## Work required
Could you restate all of the records below exactly, with the pictures left out?

-=-=-=-=-

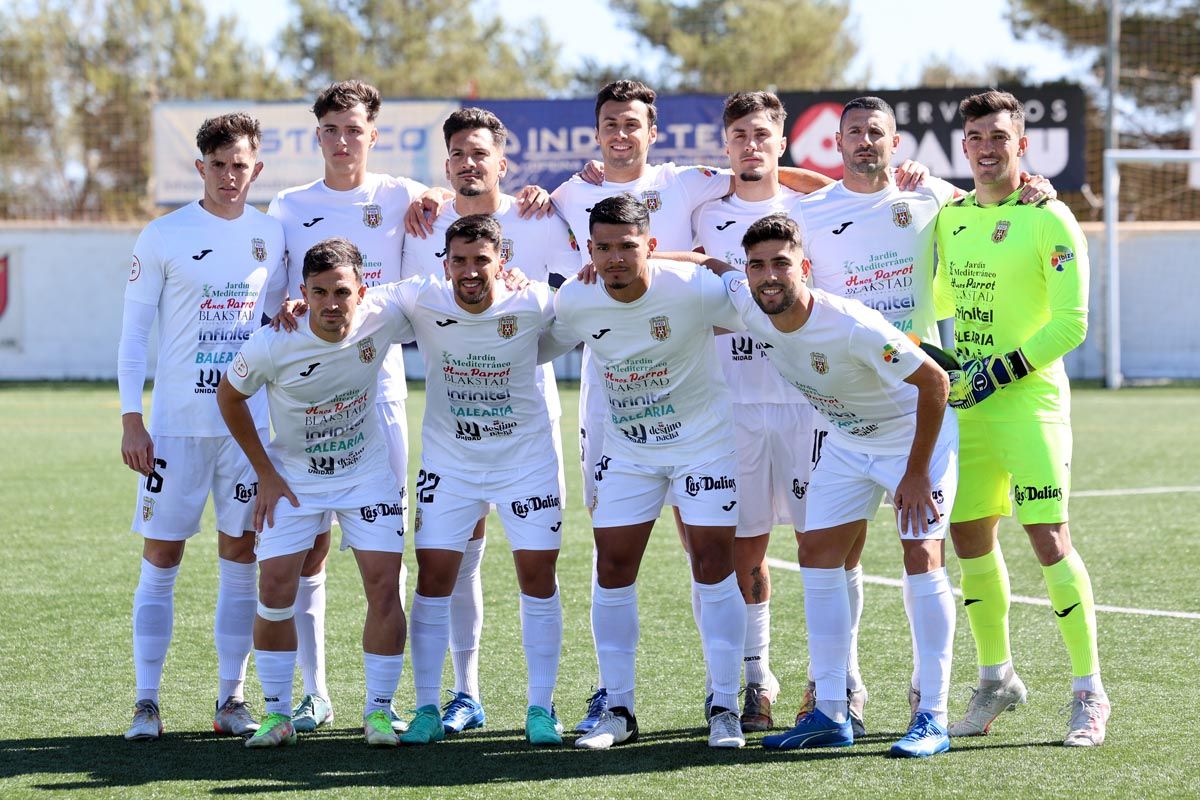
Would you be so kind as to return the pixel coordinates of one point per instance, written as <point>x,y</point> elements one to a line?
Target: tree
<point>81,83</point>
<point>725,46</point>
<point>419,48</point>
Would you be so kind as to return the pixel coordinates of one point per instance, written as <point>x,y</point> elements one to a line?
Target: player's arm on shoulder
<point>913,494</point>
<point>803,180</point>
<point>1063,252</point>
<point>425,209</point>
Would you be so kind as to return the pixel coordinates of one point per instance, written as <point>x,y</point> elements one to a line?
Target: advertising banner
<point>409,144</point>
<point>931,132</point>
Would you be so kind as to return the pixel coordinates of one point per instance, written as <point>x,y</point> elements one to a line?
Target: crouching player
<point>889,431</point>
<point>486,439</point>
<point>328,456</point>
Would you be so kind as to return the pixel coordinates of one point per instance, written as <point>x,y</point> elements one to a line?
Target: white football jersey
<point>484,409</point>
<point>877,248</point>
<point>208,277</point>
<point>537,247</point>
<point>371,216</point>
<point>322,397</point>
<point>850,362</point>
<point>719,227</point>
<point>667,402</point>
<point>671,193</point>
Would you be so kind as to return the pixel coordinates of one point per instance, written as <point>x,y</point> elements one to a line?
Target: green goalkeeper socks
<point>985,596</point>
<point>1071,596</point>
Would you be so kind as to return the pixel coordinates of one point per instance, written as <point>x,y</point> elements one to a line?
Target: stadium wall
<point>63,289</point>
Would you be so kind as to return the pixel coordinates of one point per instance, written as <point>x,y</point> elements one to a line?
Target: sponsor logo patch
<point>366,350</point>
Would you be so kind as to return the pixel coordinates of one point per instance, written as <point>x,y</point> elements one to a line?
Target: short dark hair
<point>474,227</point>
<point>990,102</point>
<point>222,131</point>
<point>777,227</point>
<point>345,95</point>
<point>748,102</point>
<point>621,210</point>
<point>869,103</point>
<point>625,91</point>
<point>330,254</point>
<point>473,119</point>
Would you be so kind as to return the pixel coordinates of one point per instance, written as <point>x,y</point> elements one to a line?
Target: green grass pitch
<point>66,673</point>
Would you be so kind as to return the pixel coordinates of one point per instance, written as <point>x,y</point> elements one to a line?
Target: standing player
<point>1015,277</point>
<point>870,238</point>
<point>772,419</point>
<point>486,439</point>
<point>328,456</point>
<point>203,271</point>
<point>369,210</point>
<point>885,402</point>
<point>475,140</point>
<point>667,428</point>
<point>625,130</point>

-=-=-=-=-

## Answer section
Would you be so kind as to return the pixel coordinates of one point per instance, written as <point>x,y</point> elements one to a line?
Target: tree
<point>81,83</point>
<point>725,46</point>
<point>419,48</point>
Would you be so kind as to return the pixel coordinates of one point per instance, written as <point>x,y</point> elements one to a line?
Target: player's arm on shoulder
<point>913,494</point>
<point>803,180</point>
<point>1063,252</point>
<point>425,209</point>
Would you be so kind as to return the pixel coordinates of one point per instance, written as <point>x,y</point> elements one to a line?
Target: advertising banner
<point>409,144</point>
<point>931,132</point>
Would you be so kind as to return the pixel coordinates of one point per instance, written as <point>x,y</point> elements one to a line?
Target: crouching player
<point>889,431</point>
<point>486,439</point>
<point>328,456</point>
Would you be so kind as to return the pixel coordinates of one point per instance, written as <point>x,y</point> elements one to a line?
Target: white football jersey
<point>484,409</point>
<point>877,248</point>
<point>208,277</point>
<point>537,247</point>
<point>371,216</point>
<point>322,397</point>
<point>850,362</point>
<point>719,227</point>
<point>667,402</point>
<point>671,193</point>
Would you be so kind as to return the pixel coordinates of one point per instance, written as <point>x,y</point> elements one to a line?
Target: green goalkeeper socks
<point>985,596</point>
<point>1071,596</point>
Would you be so kind as to return the pixel coordinates of one point per instance, written as <point>x,y</point> elements one to a line?
Target: stadium wall
<point>63,289</point>
Would you be so kind as to return the pixel coordinates of one point per instance, written as <point>x,y</point> elements one to a line?
Target: sponsor logo patch
<point>366,350</point>
Would you be so kind as to return the pixel coordinates of one point per instance, written as <point>x,y</point> elements one to a line?
Target: short dark hair
<point>474,227</point>
<point>990,102</point>
<point>222,131</point>
<point>777,227</point>
<point>345,95</point>
<point>748,102</point>
<point>621,210</point>
<point>869,103</point>
<point>625,91</point>
<point>330,254</point>
<point>473,119</point>
Would you be so kind as to return the pixel coordinates of one point per instance, written as <point>x,y</point> elements one to a line?
Target: green grass pitch
<point>66,673</point>
Would you be so kind as to return the pixel coordinates of one point per instance, written as <point>x,y</point> elements one to a line?
Target: standing player
<point>1015,277</point>
<point>870,238</point>
<point>772,419</point>
<point>486,439</point>
<point>328,456</point>
<point>203,271</point>
<point>369,210</point>
<point>885,402</point>
<point>475,140</point>
<point>667,428</point>
<point>625,130</point>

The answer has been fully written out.